PETUNJUK LATIHAN
a) Ringkaslah kutipan sumber dalam dua kalimat.
b) Menurut kutipan sumber, di mana kegiatan Musyawarah Anggota UKM LIMA digelar?
c) Terjemahkan kalimat "Aku menatap lama dua botol Floridina di tanganku." dari kutipan sumber ke dalam bahasa Inggris.

KUTIPAN SUMBER
********
Foto bersama usai Musyawarah Anggota UKM LIMA. Kegiatan tersebut digelar di Kolam Renang Bantimurung, Maros. Minggu (07/02) |
Washilah--Hari sudah berada di ujung petang ketika susunan panitia untuk acara Musyawarah Anggota (Musa) UKM LIMA Washilah selesai dibentuk. Aku mulai gelisah. Jika sudah seperti ini, aku sudah harus pulang. Tapi hambatan lain datang, koordinator yang dipilih untuk divisi acara menolak untuk menerima posisi itu. Tak ada jalan lain, aku harus menggantikannya karena tak satu pun anggota lain yang bersedia.
Aku menatap lama dua botol Floridina di tanganku. Keduanya belum laku juga, dan itu membuat semangatku menurun. Lampu lalu lintas kembali hijau, aku beserta rekan-rekan seperjuanganku dengan otomatis menepi ke trotoar di sisi kiri jalan. Tak butuh waktu yang lama untuk melihat lampunya kembali berwarna merah.
Sorak sorai penyemangat yang dilontarkan oleh para senior yang berkesempatan untuk bergabung bersama kami, sedikit demi sedikit mengikis letih yang ada. Bahkan, ketika aku melihat beberapa seniorku ikut turun ke tengah jalan menjajakan botol demi botol Floridina, aku terenyuh. Aku harus semangat. Karena mereka—para seniorku di Washilah—akan selalu ada untuk membantu kami.
********
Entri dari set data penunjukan
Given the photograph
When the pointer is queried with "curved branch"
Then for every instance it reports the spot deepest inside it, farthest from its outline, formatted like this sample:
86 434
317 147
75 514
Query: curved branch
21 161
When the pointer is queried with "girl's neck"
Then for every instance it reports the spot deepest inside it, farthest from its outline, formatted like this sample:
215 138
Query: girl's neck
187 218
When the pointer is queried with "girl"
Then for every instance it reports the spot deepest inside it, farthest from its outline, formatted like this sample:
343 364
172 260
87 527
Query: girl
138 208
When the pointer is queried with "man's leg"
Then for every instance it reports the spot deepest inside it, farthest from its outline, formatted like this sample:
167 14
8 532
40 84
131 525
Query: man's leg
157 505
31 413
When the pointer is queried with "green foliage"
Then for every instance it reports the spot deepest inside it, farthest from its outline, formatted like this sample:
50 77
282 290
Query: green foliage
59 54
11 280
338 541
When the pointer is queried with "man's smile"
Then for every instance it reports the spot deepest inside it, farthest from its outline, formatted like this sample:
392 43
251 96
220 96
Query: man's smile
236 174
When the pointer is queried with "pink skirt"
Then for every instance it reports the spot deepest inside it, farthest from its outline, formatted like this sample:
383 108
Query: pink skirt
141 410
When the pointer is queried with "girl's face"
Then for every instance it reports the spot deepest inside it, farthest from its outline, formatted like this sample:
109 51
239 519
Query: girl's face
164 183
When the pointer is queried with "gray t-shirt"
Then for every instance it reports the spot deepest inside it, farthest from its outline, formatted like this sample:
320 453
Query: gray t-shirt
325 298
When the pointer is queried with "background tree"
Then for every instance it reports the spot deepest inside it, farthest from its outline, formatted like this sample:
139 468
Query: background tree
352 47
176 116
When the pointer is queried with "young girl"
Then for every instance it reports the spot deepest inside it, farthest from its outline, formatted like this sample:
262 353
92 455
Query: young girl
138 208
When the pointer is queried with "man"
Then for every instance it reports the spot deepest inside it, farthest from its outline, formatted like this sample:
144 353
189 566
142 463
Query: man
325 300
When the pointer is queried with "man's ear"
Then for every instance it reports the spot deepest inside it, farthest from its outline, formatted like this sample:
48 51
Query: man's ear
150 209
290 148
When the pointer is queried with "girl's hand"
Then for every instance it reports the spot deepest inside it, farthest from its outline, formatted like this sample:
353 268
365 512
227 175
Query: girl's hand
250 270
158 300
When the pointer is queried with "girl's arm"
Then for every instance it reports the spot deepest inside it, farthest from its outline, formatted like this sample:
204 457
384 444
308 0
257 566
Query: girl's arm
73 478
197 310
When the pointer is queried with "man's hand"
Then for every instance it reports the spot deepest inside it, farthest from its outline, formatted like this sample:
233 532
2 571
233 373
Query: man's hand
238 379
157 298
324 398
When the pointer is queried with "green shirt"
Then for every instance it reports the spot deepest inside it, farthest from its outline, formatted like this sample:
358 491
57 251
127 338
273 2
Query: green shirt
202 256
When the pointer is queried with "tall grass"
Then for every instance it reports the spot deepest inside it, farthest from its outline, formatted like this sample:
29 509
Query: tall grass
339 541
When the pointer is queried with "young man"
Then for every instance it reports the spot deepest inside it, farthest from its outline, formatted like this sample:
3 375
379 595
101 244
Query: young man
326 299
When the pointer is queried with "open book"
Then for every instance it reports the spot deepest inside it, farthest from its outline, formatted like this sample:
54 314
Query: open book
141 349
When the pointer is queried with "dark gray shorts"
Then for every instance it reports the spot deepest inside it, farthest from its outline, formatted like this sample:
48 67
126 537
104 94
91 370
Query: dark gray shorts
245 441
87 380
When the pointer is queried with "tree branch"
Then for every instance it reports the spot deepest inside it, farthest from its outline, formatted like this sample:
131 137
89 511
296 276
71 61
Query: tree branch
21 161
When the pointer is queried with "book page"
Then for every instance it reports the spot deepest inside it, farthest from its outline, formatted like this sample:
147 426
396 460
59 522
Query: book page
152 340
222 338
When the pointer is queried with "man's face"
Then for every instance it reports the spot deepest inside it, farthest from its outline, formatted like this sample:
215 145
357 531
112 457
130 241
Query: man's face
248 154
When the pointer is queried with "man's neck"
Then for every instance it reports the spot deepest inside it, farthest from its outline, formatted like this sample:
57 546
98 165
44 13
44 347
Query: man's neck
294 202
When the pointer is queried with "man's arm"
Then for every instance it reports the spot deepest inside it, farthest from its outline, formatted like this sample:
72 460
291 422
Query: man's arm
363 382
********
JAWABAN PER TUGAS
a) Saat panitia Musyawarah Anggota UKM LIMA Washilah dibentuk, narator harus menggantikan koordinator divisi acara yang menolak posisi itu karena tak ada anggota lain yang bersedia. Ketika menjajakan botol Floridina di lampu lalu lintas, semangat narator sempat menurun, tetapi sorak para senior dan keikutsertaan mereka berjualan membuatnya kembali bersemangat.

b) Di Kolam Renang Bantimurung, Maros.

c) I stared for a long time at the two bottles of Floridina in my hands.